**Alıştırma Metni:**

Kocatepe, Akşener ve takipsizlik…
Yarın İYİ Parti’nin Afyon Kocatepe’de yapılacak olan toplantısı siyasi çevrelerin ilgisini çekiyor.
Kamuoyuna yansıyan bilgilere göre Meral Akşener yerel seçimlere İYİ Parti’nin tek başına gireceğini açıklayacak. Yarın bu söylentinin ne kadar doğru olduğunu göreceğiz.
Ancak toplantı öncesi iki önemli gelişmeye tanık olduk.
Birincisi Meral Akşener’in Erdoğan’ı telefonla araması idi.
Bu aramanın sebebi rahmetli Sinan Ateş’in eşi Ayşe Ateş’in İYİ Parti Grup Danışmanlığı önündeki engelmiş. Medyada yer alan haberlere göre kamuda öğretmen olarak görev yapan Ateş’in kadrosunun TBMM’ye geçişi için yapılan talebe Milli Eğitim Bakanlığı onay vermiyormuş.
Bunun üzerine, Meral Akşener, önce Milli Eğitim Bakanını arıyor. Ancak bu görüşmeden de sonuç çıkmayınca Akşener, Ayşe Ateş için Cumhurbaşkanı Erdoğan’a telefon ediyor.

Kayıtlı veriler
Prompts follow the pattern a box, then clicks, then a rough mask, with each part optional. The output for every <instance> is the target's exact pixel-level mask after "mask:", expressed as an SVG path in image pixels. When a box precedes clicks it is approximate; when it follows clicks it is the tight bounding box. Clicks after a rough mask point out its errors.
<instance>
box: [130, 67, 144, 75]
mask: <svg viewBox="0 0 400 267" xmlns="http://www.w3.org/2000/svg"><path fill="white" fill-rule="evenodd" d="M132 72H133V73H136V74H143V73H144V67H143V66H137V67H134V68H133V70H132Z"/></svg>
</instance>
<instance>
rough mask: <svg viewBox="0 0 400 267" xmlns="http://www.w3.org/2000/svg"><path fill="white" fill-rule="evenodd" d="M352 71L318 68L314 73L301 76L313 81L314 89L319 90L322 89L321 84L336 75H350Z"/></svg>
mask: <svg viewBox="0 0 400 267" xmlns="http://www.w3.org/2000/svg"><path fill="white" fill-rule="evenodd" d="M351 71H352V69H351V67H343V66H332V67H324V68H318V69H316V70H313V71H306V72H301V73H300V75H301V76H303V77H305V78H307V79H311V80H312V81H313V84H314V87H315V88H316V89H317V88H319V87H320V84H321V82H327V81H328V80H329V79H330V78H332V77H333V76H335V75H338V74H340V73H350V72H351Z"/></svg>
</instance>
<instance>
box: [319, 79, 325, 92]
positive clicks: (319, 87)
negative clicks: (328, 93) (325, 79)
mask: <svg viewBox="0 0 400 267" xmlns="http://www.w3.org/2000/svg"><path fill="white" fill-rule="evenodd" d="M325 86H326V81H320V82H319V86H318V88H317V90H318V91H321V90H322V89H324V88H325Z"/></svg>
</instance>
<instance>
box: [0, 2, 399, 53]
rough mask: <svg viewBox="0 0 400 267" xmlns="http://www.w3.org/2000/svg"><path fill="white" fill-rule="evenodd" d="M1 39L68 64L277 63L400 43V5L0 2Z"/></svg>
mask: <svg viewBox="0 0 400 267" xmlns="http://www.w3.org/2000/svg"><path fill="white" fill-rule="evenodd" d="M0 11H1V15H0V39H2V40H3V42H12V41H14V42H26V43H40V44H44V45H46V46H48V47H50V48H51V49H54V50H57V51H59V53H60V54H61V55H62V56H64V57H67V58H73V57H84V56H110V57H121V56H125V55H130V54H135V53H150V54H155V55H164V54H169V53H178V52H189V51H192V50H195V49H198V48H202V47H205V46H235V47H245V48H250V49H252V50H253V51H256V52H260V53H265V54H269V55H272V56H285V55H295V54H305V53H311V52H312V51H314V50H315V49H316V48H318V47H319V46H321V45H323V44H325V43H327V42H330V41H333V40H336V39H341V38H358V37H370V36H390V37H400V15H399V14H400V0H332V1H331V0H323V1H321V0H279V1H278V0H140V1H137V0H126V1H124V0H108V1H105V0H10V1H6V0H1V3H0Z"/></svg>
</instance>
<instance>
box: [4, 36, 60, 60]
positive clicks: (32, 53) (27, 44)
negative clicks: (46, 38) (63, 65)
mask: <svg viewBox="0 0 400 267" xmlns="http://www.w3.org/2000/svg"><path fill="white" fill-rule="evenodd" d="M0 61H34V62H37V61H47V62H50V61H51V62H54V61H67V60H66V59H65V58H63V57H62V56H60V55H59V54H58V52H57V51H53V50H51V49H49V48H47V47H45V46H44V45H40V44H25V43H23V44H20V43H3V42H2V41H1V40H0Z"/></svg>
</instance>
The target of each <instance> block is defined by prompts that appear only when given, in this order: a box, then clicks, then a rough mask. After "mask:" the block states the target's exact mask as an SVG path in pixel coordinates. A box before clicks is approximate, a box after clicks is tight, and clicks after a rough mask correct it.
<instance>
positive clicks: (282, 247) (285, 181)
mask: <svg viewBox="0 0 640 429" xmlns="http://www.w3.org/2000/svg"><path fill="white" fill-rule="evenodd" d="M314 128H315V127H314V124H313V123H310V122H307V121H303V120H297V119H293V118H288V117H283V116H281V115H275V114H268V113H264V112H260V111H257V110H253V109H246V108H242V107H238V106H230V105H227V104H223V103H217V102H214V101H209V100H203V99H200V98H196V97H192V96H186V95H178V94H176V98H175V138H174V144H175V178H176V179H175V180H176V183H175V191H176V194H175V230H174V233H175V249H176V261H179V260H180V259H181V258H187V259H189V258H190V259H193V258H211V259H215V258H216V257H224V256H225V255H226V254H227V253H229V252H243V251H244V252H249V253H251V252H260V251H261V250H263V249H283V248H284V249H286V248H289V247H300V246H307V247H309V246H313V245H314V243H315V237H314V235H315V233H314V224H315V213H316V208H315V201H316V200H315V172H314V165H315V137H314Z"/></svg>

**İş İsteği 1:**
İYİ Parti toplantısını anlatan yazıya göre şu soruları yanıtlayın:
(a) İYİ Parti'nin toplantısı nerede yapılacak?
(b) Ayşe Ateş kamuda hangi görevde çalışıyor?
(c) Meral Akşener, Erdoğan'ı aramadan önce kime telefon etti?
**İş İsteği 2:** İYİ Parti toplantısını anlatan yazıda "Birincisi Meral Akşener’in" ile "Bakanlığı onay vermiyormuş." arasındaki kısmı, bu ifadeler de dahil olmak üzere, hiç değiştirmeden yineler misiniz?
**İş İsteği 3:** İYİ Parti toplantısını anlatan yazıyı, son cümlesinin ardından kaldığı yerden sürdürür müsünüz?

**Cevap Bölümü 1:**
(a) Afyon Kocatepe'de.
(b) Öğretmen olarak görev yapıyor.
(c) Milli Eğitim Bakanına.

**Cevap Bölümü 2:**
Birincisi Meral Akşener’in Erdoğan’ı telefonla araması idi.
Bu aramanın sebebi rahmetli Sinan Ateş’in eşi Ayşe Ateş’in İYİ Parti Grup Danışmanlığı önündeki engelmiş. Medyada yer alan haberlere göre kamuda öğretmen olarak görev yapan Ateş’in kadrosunun TBMM’ye geçişi için yapılan talebe Milli Eğitim Bakanlığı onay vermiyormuş.

**Cevap Bölümü 3:**
Erdoğan’ın cevabı “gereğini yapacağım” oluyor.
T24’ün 22 Ağustos 2023 tarihli haberine göre, Akşener ayrıca, “MHP Genel Başkanı Devlet Bahçeli, bu atama için bir engel çıkartıyorsa ben kendisiyle de görüşebilirim” diyor.
Erdoğan gereğini yapıyor ve kısa süre sonra da MEB, Ayşe Ateş’in kadrosunun Meclis’e geçişine onay veriyor.
Bu arada Sinan Ateş’in iddianamesi hala yazılmadı, en son soruşturma savcılarından dosya alınmış, yeni savcılar görevlendirilmişti.
Sözünü ettiğim diğer gelişme ise 7 yıldır Meral Akşener hakkında devam eden soruşturmada takipsizlik kararı verilmesi.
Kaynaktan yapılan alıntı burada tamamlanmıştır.